→ **Gegeven opdracht A**: Herschrijf het deel van de tekst dat begint bij "1. het bepaalde" en doorloopt tot en met "de aangrenzende gronden.", en zet daarin "bouwperceel" op de plaats van "bouwvlak".

→ **Gegeven tekst**:
10.3 Afwijken van de bouwregels

Het bevoegd gezag kan door middel van een omgevingsvergunning afwijken van:

  1. het bepaalde in lid 10.2.2 sub a voor het bouwen van een hoofdgebouw buiten het bouwvlak;

  2. het bepaalde in lid 10.2.2 sub c voor het bouwen van de voorgevel van het hoofdgebouw buiten de aangegeven gevellijn;

  3. het bepaalde in lid 10.2.4 sub a voor het vergroten van het te bebouwen oppervlak tot ten hoogste 70% van het erf buiten het bouwvlak,

mits geen onevenredige afbreuk wordt gedaan aan een samenhangend straat- en bebouwingsbeeld, de verkeersveiligheid en de gebruiksmogelijkheden van de aangrenzende gronden.

 

10.4 Specifieke gebruiksregels

Tot een strijdig gebruik van gronden en bouwwerken, wordt in elk geval gerekend het gebruik voor:

  1. verkooppunten voor motorbrandstoffen;

  2. bewoning van vrijstaande bijbehorende bouwwerken;

  3. recreatieve bewoning van hoofdgebouwen en bijbehorende bouwwerken;

  4. horeca;

 

Artikel 11 Groen

 

11.1 bestemmingsomschrijving

De voor 'Groen' aangewezen gronden zijn bestemd voor:

  1. groenvoorzieningen;

  2. bermen en beplanting;

  3. water en waterhuishoudkundige voorzieningen;

 

en tevens voor:

  1. agrarisch medegebruik ten behoeve van een natuurlijk beheer en onderhoud van het terrein ter plaatse van de aanduiding “agrarisch”;

 

met daaraan ondergeschikt:

  1. nutsvoorzieningen;

  2. wegen;

  3. parkeervoorzieningen;

  4. sport- en speelvoorzieningen.

 

11.2 bouwregels

 

11.2.1 Gebouwen en overkappingen

Voor het bouwen van gebouwen en overkappingen gelden de volgende regels:

  1. op de gronden binnen deze bestemming mogen geen gebouwen en overkappingen worden gebouwd;

  2. in afwijking van het bepaalde onder a is ter plaatse van de aanduiding “agrarisch” één gebouw of één overkapping toegestaan mits;

  1. de oppervlakte van het gebouw of de overkapping niet meer dan 30 m² bedraagt;

  2. de bouwhoogte niet meer dan 3,5 m bedraagt.

 

11.2.2 Andere bouwwerken

Voor het bouwen van andere bouwwerken gelden de volgende regels:

  1. de hoogte van terrein- en erfafscheidingen bedraagt niet meer dan 1,50 m;

  2. de bouwhoogte van straatmeubilair bedraagt ten hoogste 9,00 m;

  3. de bouwhoogte van overige andere bouwwerken geen overkappingen zijnde bedraagt ten hoogste 3,00 m.

→ **Ruwe gegevens**:
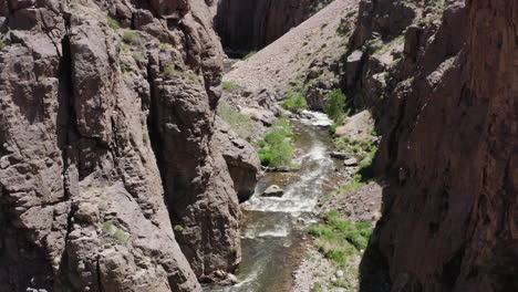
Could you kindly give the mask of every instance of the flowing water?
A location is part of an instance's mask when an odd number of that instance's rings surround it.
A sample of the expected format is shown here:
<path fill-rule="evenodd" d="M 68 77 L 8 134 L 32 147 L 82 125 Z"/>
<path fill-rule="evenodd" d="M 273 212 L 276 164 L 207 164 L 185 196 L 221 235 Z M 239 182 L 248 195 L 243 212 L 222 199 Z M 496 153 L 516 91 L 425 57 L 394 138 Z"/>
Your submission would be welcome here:
<path fill-rule="evenodd" d="M 291 273 L 303 255 L 303 238 L 315 222 L 313 212 L 324 190 L 324 181 L 334 170 L 330 158 L 331 121 L 321 113 L 307 112 L 308 118 L 291 121 L 301 152 L 294 159 L 300 170 L 269 173 L 260 179 L 256 194 L 242 205 L 242 261 L 232 286 L 210 288 L 214 292 L 289 291 Z M 282 197 L 261 197 L 270 185 L 284 189 Z"/>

→ **Gegeven opdracht B**: Neem alle records hierboven letterlijk over, regel voor regel. Laat de afbeeldingen weg.

→ **Volledig antwoord A**:
1. het bepaalde in lid 10.2.2 sub a voor het bouwen van een hoofdgebouw buiten het bouwperceel;

  2. het bepaalde in lid 10.2.2 sub c voor het bouwen van de voorgevel van het hoofdgebouw buiten de aangegeven gevellijn;

  3. het bepaalde in lid 10.2.4 sub a voor het vergroten van het te bebouwen oppervlak tot ten hoogste 70% van het erf buiten het bouwperceel,

mits geen onevenredige afbreuk wordt gedaan aan een samenhangend straat- en bebouwingsbeeld, de verkeersveiligheid en de gebruiksmogelijkheden van de aangrenzende gronden.

→ **Volledig antwoord B**:
Could you kindly give the mask of every instance of the flowing water?
A location is part of an instance's mask when an odd number of that instance's rings surround it.
A sample of the expected format is shown here:
<path fill-rule="evenodd" d="M 68 77 L 8 134 L 32 147 L 82 125 Z"/>
<path fill-rule="evenodd" d="M 273 212 L 276 164 L 207 164 L 185 196 L 221 235 Z M 239 182 L 248 195 L 243 212 L 222 199 Z M 496 153 L 516 91 L 425 57 L 394 138 Z"/>
Your submission would be welcome here:
<path fill-rule="evenodd" d="M 291 273 L 303 255 L 303 238 L 315 222 L 313 212 L 324 190 L 324 181 L 334 170 L 330 158 L 331 121 L 321 113 L 307 112 L 308 118 L 291 121 L 301 152 L 294 159 L 300 170 L 269 173 L 260 179 L 256 194 L 242 205 L 242 261 L 232 286 L 210 288 L 214 292 L 289 291 Z M 282 197 L 261 197 L 270 185 L 284 189 Z"/>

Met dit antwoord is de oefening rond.